-- TEXT EXCERPT --
========

Neonatal data revealed a mean birth weight of 3377.1 ± 434.33 g, with 56.52% of neonates being male. Most neonates were born between 39 and 40 weeks of gestation (31.88% and 49.28%, respectively). Low Apgar scores were observed in 5.80% of neonates (≤7 at 1 or 5 min) and in 1.45% of neonates (≤3 at 1 min or ≤5 at 5 min). Common clinical symptoms upon NICU admission included:
Fever: Observed in 40 cases. Respiratory distress: Reported in 34 cases, characterized by tachypnea and retractions. Lethargy: Documented in 18 cases, indicative of systemic infection. Hypotension: Diagnosed in 17 cases, suggesting compromised hemodynamic stability. Feeding intolerance: Noted in 45 cases, highlighting potential systemic or gastrointestinal complications. Laboratory findings: CRP levels were present in 89.86% of cases, and PCT levels were elevated in 85.51%.
The baseline maternal and neonatal characteristics for both the EOS and non-EOS groups are detailed in Table 1. Statistically significant differences between the two groups were observed for several key characteristics. Notably, mothers in the EOS group had significantly higher parity, weight at delivery, and pre-pregnancy/pregnancy BMI. Furthermore, the EOS group had significantly higher rates of complications, including hypertension, antiphospholipid syndrome, and anemia. For neonates, there were significant differences in the distributions of mode of delivery, gestational age at birth, and APGAR scores (all p < 0.01).
Maternal and neonatal characteristics.

========

-- EXCERPTED DATA --

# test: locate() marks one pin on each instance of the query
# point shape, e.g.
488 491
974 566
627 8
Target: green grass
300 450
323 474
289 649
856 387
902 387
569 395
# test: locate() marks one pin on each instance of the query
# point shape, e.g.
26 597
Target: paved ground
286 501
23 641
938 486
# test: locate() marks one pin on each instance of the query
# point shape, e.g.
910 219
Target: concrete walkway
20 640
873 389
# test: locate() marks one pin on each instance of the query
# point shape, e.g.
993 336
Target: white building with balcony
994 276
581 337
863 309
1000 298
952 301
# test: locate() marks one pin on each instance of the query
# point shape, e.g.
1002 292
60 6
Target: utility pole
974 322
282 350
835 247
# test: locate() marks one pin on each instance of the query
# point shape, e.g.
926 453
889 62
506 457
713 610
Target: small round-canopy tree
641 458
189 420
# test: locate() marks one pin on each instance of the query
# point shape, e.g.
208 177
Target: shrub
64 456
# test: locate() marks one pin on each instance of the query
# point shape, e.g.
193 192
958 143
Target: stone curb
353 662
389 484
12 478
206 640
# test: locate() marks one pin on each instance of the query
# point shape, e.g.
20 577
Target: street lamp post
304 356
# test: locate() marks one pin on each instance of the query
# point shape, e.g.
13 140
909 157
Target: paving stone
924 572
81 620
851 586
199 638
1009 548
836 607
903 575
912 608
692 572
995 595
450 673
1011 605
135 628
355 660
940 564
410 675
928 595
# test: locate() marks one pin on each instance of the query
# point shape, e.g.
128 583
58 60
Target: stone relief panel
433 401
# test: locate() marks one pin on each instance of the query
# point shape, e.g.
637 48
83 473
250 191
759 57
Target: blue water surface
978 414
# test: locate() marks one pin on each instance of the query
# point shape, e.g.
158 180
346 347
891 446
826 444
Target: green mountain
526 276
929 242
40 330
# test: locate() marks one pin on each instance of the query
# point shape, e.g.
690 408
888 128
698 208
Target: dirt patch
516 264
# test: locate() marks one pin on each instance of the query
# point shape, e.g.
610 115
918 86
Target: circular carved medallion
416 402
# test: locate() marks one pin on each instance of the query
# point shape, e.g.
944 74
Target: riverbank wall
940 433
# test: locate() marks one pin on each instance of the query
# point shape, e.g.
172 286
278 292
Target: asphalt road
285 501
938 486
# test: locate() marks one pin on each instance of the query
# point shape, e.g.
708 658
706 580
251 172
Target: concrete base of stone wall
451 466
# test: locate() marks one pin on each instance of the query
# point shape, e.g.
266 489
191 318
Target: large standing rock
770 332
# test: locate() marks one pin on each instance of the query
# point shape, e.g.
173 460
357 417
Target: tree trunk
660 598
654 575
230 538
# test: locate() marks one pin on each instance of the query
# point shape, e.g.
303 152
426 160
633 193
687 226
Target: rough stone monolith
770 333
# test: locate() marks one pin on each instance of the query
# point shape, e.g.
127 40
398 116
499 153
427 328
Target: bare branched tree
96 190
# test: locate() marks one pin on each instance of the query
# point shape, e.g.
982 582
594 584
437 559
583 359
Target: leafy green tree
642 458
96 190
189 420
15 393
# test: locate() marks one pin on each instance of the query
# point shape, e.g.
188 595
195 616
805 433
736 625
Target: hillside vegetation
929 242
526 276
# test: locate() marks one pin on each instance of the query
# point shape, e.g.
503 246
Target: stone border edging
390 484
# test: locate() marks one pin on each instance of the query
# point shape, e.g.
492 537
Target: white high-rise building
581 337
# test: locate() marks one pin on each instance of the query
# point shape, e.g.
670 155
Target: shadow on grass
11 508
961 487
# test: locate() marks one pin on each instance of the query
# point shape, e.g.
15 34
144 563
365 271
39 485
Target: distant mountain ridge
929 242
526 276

========

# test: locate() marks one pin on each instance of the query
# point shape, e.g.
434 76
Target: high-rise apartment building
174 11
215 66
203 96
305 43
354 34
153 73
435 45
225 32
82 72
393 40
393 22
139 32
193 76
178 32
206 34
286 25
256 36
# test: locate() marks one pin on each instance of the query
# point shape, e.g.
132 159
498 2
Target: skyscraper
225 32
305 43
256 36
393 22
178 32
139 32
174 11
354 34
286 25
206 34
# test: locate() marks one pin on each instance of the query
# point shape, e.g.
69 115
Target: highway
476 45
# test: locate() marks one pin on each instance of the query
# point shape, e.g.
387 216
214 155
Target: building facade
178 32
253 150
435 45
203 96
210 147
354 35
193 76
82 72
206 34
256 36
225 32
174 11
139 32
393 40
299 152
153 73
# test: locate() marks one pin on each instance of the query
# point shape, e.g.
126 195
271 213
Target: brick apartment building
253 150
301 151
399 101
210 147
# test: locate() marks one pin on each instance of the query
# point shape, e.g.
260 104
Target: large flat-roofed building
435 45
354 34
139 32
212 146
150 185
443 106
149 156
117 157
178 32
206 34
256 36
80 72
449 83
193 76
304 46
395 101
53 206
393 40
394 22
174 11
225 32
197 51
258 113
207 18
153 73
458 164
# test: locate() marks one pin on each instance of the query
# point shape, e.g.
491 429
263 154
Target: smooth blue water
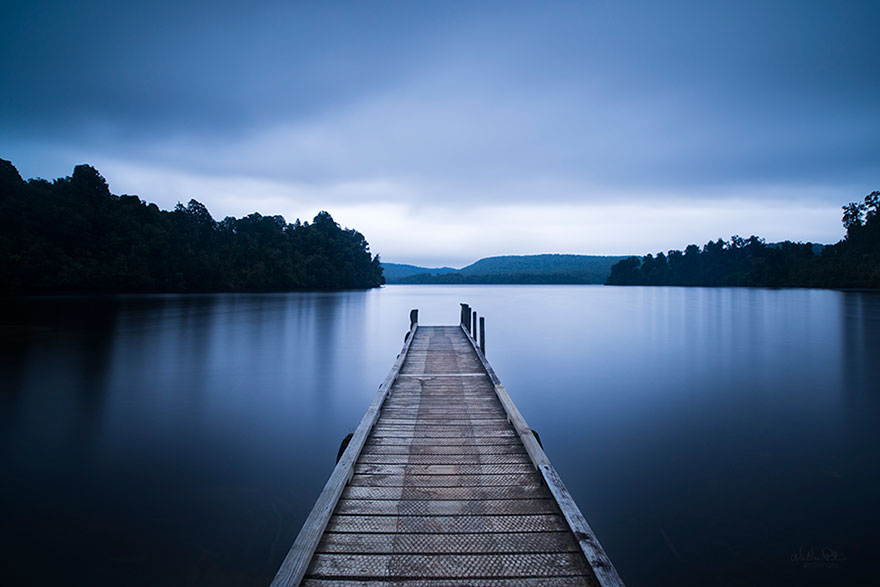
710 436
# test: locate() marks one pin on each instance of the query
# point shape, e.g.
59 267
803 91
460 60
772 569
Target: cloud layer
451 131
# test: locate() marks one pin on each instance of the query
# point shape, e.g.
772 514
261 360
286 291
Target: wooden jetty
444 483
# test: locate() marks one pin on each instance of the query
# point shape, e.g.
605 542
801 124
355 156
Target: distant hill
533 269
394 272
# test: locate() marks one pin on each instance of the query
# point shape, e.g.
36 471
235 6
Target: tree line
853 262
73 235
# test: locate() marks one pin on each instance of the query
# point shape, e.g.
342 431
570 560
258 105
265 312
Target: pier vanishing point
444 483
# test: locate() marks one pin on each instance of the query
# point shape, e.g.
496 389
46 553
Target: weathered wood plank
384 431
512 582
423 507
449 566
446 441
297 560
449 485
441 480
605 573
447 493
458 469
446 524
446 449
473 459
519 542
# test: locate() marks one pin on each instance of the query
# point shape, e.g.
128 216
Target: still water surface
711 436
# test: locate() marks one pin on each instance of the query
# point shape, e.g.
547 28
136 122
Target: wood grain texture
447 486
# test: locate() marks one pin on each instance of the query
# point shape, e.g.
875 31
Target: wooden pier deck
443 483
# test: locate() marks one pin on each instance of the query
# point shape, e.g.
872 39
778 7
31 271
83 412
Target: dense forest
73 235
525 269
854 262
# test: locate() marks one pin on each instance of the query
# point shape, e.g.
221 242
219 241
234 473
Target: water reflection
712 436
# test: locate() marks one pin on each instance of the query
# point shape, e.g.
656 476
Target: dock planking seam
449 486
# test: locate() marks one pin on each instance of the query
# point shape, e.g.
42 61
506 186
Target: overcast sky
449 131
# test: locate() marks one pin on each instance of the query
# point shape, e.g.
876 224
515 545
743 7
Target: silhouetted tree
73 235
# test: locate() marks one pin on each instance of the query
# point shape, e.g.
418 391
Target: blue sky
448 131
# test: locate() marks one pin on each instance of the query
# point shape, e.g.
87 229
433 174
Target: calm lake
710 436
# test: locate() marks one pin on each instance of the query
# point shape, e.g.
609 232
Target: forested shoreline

========

The excerpt on maternal and neonatal characteristics lists common clinical symptoms upon NICU admission. Give each symptom with the number of cases reported for it.

Fever: 40 cases
Respiratory distress: 34 cases
Lethargy: 18 cases
Hypotension: 17 cases
Feeding intolerance: 45 cases